Ответьте на вопросы по отрывку о зависимости от электричества.
(a) Где находится домик, упомянутый в начале отрывка?
(b) Чем топили печь, в которой любая домохозяйка в 1900 г. умела печь хлеб?
(c) Что названо главным следствием нашей зависимости от электричества?

- **Отрывок со страницы**
════════════════
Сидя в этом домике в Суффолке при свечах, я задумался и о других аспектах нашей растущей зависимости от электричества в XX в. Мы прошли в домашней обстановке такой же процесс деквалификации, как рабочий класс – на фабриках XIX в. До Промышленной революции все, кто работал в мастерских, сами делали и инструменты, и готовую продукцию, – все это входило в программу обучения подмастерьев. Колесник точно знал, что? просить у кузнеца: от типа необходимого ему рубанка до железных покрышек для ободов колес. Большинство мужчин умели плотничать – это было необходимо, чтобы чинить двери и ставни или делать новую мебель для растущих семей. Но когда на фабриках установили поточные линии, рабочим стало нужно знать только одно – как работать на своей машине. Использование машины не требовало никакого опыта в производстве инструментов, а владение машиной – это не навык, который можно кому-то передать. Таким образом, машинная работа привела к деквалификации рабочих, мешая им приобретать какие-либо дополнительные навыки. Похожий процесс мы все пережили дома в XX в. Любая домохозяйка в 1900 г. умела печь хлеб в печи, отапливаемой углем, дроком или хворостом. Еще она умела просеивать, перемешивать и соединять ингредиенты. Вы когда-нибудь пробовали готовить консоме без электричества? Или желе – начиная с фруктов и обрезков мягких оленьих рогов? В течение XX в. мы растеряли огромное количество знаний по домоводству, причем вполне практичных и базовых – например, как развести огонь, чтобы поскорее вскипятить воду (не так, как для готовки), как гладить вещи без электрического утюга и как месяцами хранить еду без холодильника. Главное следствие из нашей зависимости от электричества – растущая неспособность обходиться без него.
════════════════
- **Набор записей**
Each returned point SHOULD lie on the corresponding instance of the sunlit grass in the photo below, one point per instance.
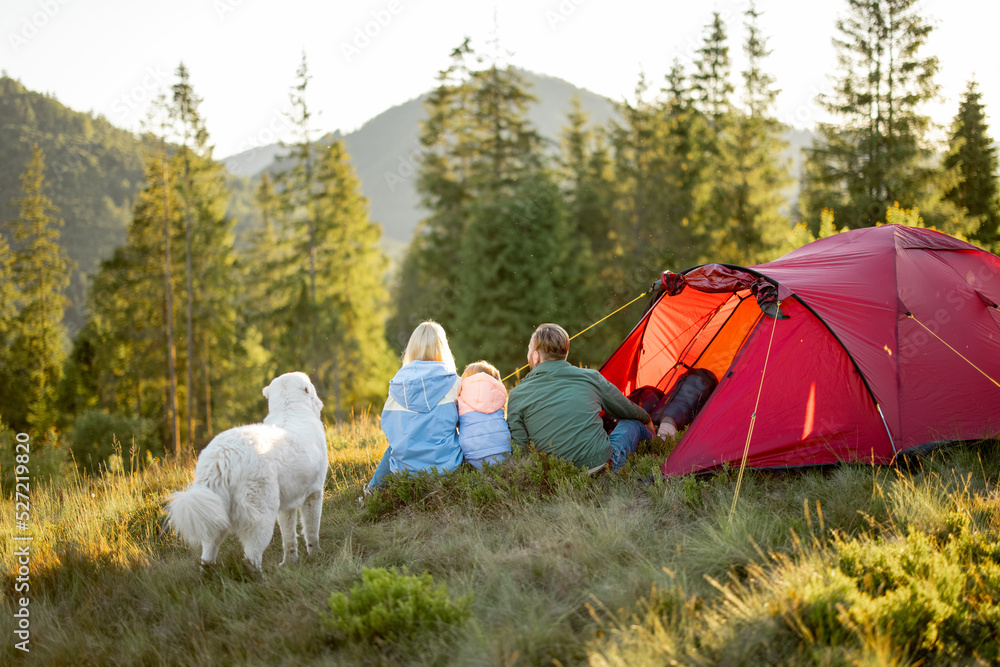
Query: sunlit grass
(852, 565)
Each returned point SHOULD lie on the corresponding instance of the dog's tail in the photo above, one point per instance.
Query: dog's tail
(198, 514)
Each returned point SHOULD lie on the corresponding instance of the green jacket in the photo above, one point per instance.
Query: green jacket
(558, 407)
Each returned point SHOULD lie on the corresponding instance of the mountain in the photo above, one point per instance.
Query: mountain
(93, 171)
(385, 150)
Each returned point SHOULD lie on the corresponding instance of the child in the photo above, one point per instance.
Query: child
(482, 429)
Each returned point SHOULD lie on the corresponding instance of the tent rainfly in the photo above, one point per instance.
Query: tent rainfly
(853, 348)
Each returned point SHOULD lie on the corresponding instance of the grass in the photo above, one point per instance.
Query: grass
(849, 565)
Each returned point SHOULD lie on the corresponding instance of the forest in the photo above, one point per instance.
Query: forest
(181, 325)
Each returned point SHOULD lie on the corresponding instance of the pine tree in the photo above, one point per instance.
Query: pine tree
(712, 89)
(715, 196)
(877, 152)
(40, 270)
(297, 196)
(210, 280)
(193, 134)
(352, 299)
(485, 181)
(588, 192)
(755, 226)
(972, 156)
(9, 298)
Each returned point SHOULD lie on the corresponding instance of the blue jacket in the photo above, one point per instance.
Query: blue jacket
(482, 429)
(420, 416)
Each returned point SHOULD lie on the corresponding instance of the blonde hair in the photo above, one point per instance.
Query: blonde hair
(551, 341)
(429, 342)
(481, 367)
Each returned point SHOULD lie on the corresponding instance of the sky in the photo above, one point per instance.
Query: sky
(111, 57)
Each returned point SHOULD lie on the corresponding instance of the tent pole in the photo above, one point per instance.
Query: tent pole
(887, 431)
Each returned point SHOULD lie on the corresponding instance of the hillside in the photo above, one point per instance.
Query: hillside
(93, 172)
(384, 150)
(855, 565)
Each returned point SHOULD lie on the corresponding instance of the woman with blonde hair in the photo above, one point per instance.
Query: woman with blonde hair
(420, 415)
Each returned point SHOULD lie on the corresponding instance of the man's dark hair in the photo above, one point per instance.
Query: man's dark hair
(551, 341)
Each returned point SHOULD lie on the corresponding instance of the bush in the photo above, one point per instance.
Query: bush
(98, 435)
(525, 477)
(393, 606)
(47, 458)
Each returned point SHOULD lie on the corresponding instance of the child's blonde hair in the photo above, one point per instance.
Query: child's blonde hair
(429, 342)
(481, 367)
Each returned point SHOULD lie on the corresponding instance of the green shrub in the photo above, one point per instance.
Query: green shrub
(527, 476)
(47, 458)
(393, 606)
(98, 435)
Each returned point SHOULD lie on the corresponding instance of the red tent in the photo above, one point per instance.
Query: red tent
(892, 341)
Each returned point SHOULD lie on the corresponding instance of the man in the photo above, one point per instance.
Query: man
(558, 407)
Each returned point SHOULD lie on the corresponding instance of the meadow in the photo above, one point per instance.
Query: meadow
(531, 563)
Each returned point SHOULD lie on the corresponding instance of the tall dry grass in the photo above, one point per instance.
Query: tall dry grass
(852, 565)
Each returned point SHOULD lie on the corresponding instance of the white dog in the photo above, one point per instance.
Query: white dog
(250, 475)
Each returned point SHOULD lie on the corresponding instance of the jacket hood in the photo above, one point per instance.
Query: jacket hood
(420, 385)
(481, 393)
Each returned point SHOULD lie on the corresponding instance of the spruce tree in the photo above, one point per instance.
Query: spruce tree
(484, 179)
(876, 151)
(972, 156)
(715, 196)
(351, 296)
(40, 270)
(755, 226)
(588, 191)
(8, 313)
(712, 88)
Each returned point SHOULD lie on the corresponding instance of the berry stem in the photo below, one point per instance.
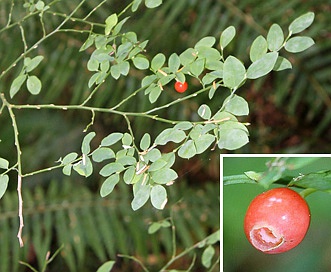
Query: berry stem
(306, 192)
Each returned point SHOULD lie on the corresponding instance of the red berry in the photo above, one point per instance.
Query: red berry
(277, 220)
(181, 86)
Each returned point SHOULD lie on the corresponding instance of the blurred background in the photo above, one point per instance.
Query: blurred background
(289, 112)
(312, 254)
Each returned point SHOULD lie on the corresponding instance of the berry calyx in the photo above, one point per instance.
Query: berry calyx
(181, 86)
(277, 220)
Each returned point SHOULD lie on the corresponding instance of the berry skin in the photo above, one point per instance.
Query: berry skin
(181, 86)
(277, 220)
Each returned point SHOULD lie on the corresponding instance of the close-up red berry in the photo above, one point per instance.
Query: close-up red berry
(181, 86)
(277, 220)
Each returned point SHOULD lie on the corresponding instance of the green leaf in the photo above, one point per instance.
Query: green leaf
(275, 37)
(86, 142)
(124, 68)
(69, 158)
(109, 185)
(210, 54)
(320, 181)
(40, 5)
(111, 168)
(129, 174)
(111, 21)
(159, 197)
(119, 26)
(145, 142)
(163, 176)
(282, 64)
(205, 42)
(89, 42)
(106, 267)
(298, 44)
(3, 184)
(153, 3)
(115, 71)
(84, 167)
(154, 227)
(157, 165)
(203, 142)
(166, 79)
(207, 256)
(236, 105)
(141, 195)
(234, 72)
(31, 64)
(135, 5)
(188, 56)
(232, 135)
(4, 164)
(157, 62)
(111, 139)
(170, 135)
(174, 63)
(66, 170)
(148, 80)
(185, 125)
(103, 153)
(262, 66)
(227, 36)
(301, 23)
(153, 155)
(204, 112)
(197, 67)
(93, 65)
(33, 84)
(258, 49)
(213, 238)
(154, 94)
(293, 163)
(188, 150)
(127, 139)
(17, 84)
(140, 62)
(126, 160)
(170, 158)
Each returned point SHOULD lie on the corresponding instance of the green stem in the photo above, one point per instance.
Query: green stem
(177, 101)
(237, 179)
(135, 259)
(33, 47)
(186, 251)
(306, 192)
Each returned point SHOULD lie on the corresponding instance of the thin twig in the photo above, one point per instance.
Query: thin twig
(20, 209)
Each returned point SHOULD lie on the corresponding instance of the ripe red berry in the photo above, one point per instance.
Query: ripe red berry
(277, 220)
(181, 86)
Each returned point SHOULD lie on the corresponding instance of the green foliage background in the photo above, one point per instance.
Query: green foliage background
(290, 111)
(311, 255)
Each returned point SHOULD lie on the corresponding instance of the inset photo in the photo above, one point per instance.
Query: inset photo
(276, 212)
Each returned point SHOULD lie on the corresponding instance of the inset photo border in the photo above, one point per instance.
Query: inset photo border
(276, 212)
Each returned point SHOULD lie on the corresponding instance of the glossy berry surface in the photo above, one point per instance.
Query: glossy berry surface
(277, 220)
(181, 86)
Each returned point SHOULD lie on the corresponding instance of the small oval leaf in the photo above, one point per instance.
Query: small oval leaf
(159, 197)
════════════════
- **Письменный ответ**
(a) В Суффолке.
(b) Углем, дроком или хворостом.
(c) Растущая неспособность обходиться без электричества.